GEGEVEN TEKST -
---

Vanaf 1 januari 2026 moet elke wijziging van het omgevingsplan worden opgesteld volgens de STOP/TPOD-standaard. Dat geldt ook voor regels waarmee u een gebiedsontwikkeling mogelijk maakt. Annoteren is daarbij essentieel: het zorgt ervoor dat regels juridisch correct worden verankerd, goed raadpleegbaar zijn en juist worden weergegeven in het Omgevingsloket.
Deze werkinstructie beschrijft wat u als gemeente moet doen bij het annoteren van regels voor gebiedsontwikkeling. In feite is dat niet anders dan ‘gewoon’ annoteren. We beperken ons daarom hierbij tot de hoofdlijn: de principes van het werken met locaties en annotaties. De technische uitvoering binnen uw plansoftware blijft buiten beschouwing.
Verdiepende informatie over locaties en annotaties is op meerdere plekken te vinden. Goede startplaatsen zijn de annotatierichtlijn van Geonovum en de documentatie van uw plansoftware.
Wat is annoteren?

---

TE DOEN -
1: Vanaf welke datum moet volgens de tekst over het omgevingsplan elke wijziging volgens de STOP/TPOD-standaard worden opgesteld?
2: Zet de regels van de records, vanaf het begin tot en met de regel met "negative clicks: (1075, 171)", in een genummerde lijst zonder lege regels. Laat de afbeeldingen weg.
De tekst en de records staan los van elkaar.

---

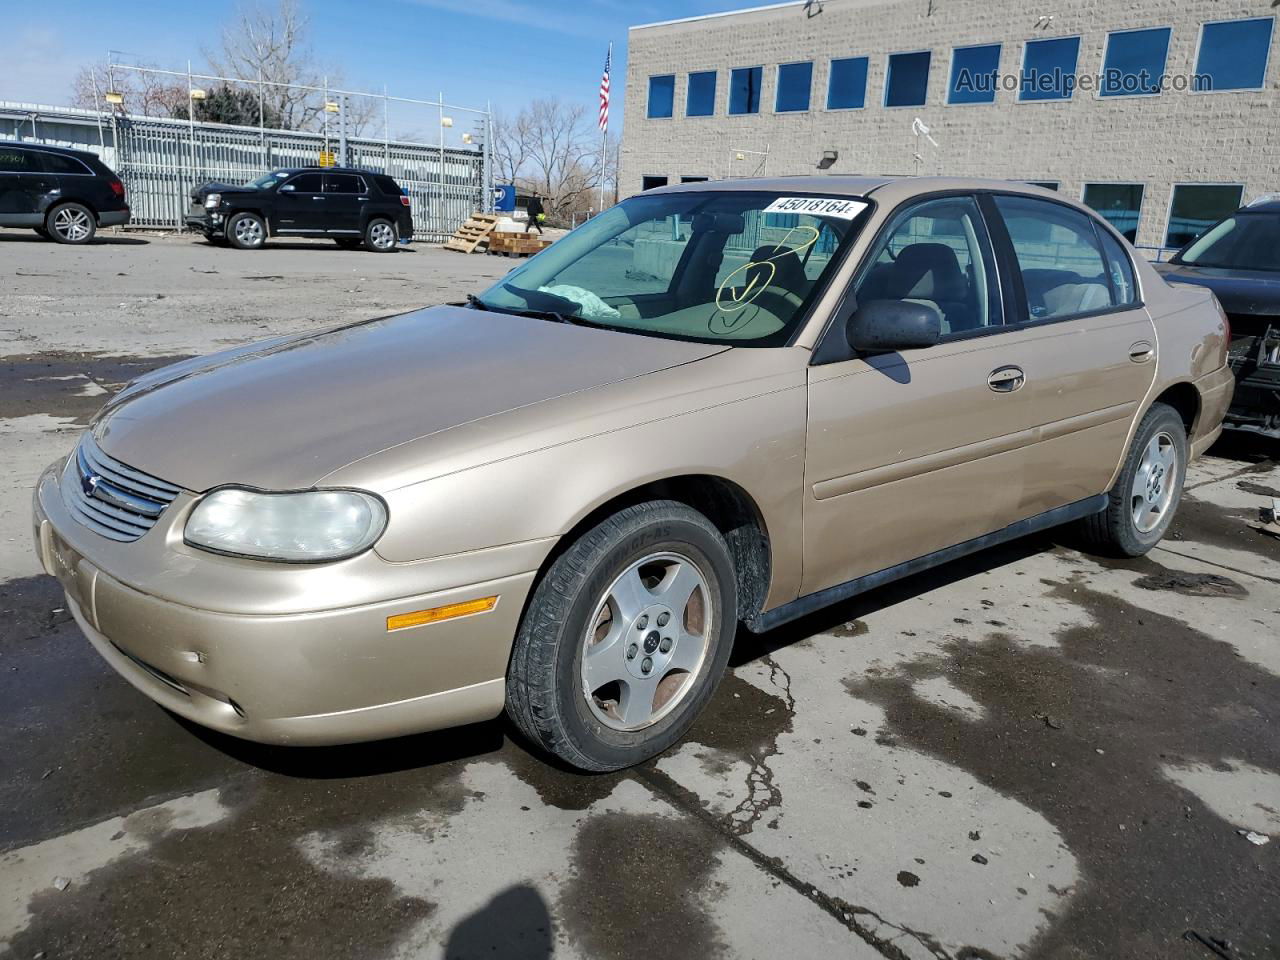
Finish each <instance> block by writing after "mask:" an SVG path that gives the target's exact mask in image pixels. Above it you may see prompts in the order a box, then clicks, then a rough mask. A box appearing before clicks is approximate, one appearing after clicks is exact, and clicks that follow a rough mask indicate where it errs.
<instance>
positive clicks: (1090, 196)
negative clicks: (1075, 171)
mask: <svg viewBox="0 0 1280 960" xmlns="http://www.w3.org/2000/svg"><path fill="white" fill-rule="evenodd" d="M1142 193H1143V186H1142V184H1140V183H1085V184H1084V202H1085V205H1087V206H1091V207H1093V209H1094V210H1097V211H1098V212H1100V214H1101V215H1102V218H1103V219H1105V220H1106V221H1107V223H1110V224H1111V225H1112V227H1115V228H1116V229H1117V230H1119V232H1120V233H1123V234H1124V238H1125V239H1126V241H1129V242H1130V243H1135V242H1137V237H1138V220H1139V219H1140V218H1142Z"/></svg>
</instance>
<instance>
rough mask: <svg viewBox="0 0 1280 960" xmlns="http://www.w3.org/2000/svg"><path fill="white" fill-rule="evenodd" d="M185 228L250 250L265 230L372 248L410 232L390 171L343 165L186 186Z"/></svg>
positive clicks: (391, 250)
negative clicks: (345, 167)
mask: <svg viewBox="0 0 1280 960" xmlns="http://www.w3.org/2000/svg"><path fill="white" fill-rule="evenodd" d="M186 223H187V227H189V228H191V229H193V230H198V232H200V233H202V234H205V238H206V239H207V241H209V242H210V243H218V244H224V243H229V244H230V246H233V247H239V248H241V250H257V248H259V247H261V246H262V244H264V243H265V242H266V238H268V237H329V238H332V239H334V241H337V242H338V246H339V247H348V248H352V250H353V248H356V247H360V246H364V247H365V248H367V250H371V251H374V252H376V253H385V252H388V251H392V250H396V243H397V242H403V243H408V242H410V241H411V239H412V237H413V218H412V214H411V211H410V206H408V197H407V196H404V191H402V189H401V188H399V184H398V183H396V180H393V179H392V178H390V177H387V175H385V174H381V173H370V172H369V170H352V169H347V168H340V166H338V168H329V169H320V168H306V169H292V170H273V172H271V173H269V174H265V175H264V177H259V178H257V179H256V180H253V182H252V183H246V184H244V186H243V187H236V186H230V184H227V183H206V184H205V186H204V187H197V188H196V189H193V191H192V192H191V210H189V211H188V214H187V218H186Z"/></svg>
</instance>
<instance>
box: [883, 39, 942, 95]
mask: <svg viewBox="0 0 1280 960" xmlns="http://www.w3.org/2000/svg"><path fill="white" fill-rule="evenodd" d="M932 56H933V55H932V54H931V52H929V51H928V50H923V51H920V52H918V54H891V55H890V58H888V77H887V78H886V79H884V106H924V101H925V99H927V97H928V93H929V60H931V59H932Z"/></svg>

---

OPGELOSTE OPGAVEN -
1: Vanaf 1 januari 2026.

2:
1. Finish each <instance> block by writing after "mask:" an SVG path that gives the target's exact mask in image pixels. Above it you may see prompts in the order a box, then clicks, then a rough mask. A box appearing before clicks is approximate, one appearing after clicks is exact, and clicks that follow a rough mask indicate where it errs.
2. <instance>
3. positive clicks: (1090, 196)
4. negative clicks: (1075, 171)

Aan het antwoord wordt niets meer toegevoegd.